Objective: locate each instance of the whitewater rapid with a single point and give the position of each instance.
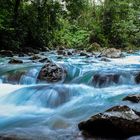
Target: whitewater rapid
(44, 111)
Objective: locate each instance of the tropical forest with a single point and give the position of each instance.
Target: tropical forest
(69, 69)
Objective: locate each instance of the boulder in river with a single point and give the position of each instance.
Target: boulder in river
(111, 53)
(102, 80)
(137, 78)
(52, 72)
(15, 61)
(135, 98)
(94, 47)
(7, 53)
(117, 122)
(35, 57)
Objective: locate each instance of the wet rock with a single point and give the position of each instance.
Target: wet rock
(135, 98)
(52, 73)
(111, 53)
(62, 52)
(36, 57)
(15, 61)
(69, 53)
(100, 80)
(117, 122)
(93, 47)
(7, 53)
(104, 59)
(137, 78)
(61, 48)
(44, 60)
(84, 53)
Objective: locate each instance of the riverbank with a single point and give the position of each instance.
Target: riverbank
(36, 104)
========================
**Assignment**
From the first line to the last, transcribe the listing exactly; skip the pictures.

**Answer for this exercise**
Objective: locate each instance of the whitewater rapid with a single point and give the position of each instance.
Target: whitewater rapid
(44, 111)
Objective: locate each instance of the tropical forest with a single point and give the position of each instance.
Target: tropical forest
(69, 69)
Objective: locate each instance of the boulder in river with a single point and give the position of each instance.
Target: boulder in river
(111, 53)
(102, 80)
(137, 78)
(52, 72)
(15, 61)
(135, 98)
(94, 47)
(7, 53)
(117, 122)
(35, 57)
Objective: locate each instance of the wet rock with a single point and give the position of each instance.
Target: wet rock
(135, 98)
(52, 73)
(111, 53)
(62, 52)
(36, 57)
(15, 61)
(69, 53)
(100, 80)
(117, 122)
(93, 47)
(7, 53)
(104, 59)
(137, 78)
(61, 48)
(44, 60)
(84, 53)
Objective: locate each instance of the riverbank with a single point and give the position of each instance.
Target: riverbank
(36, 104)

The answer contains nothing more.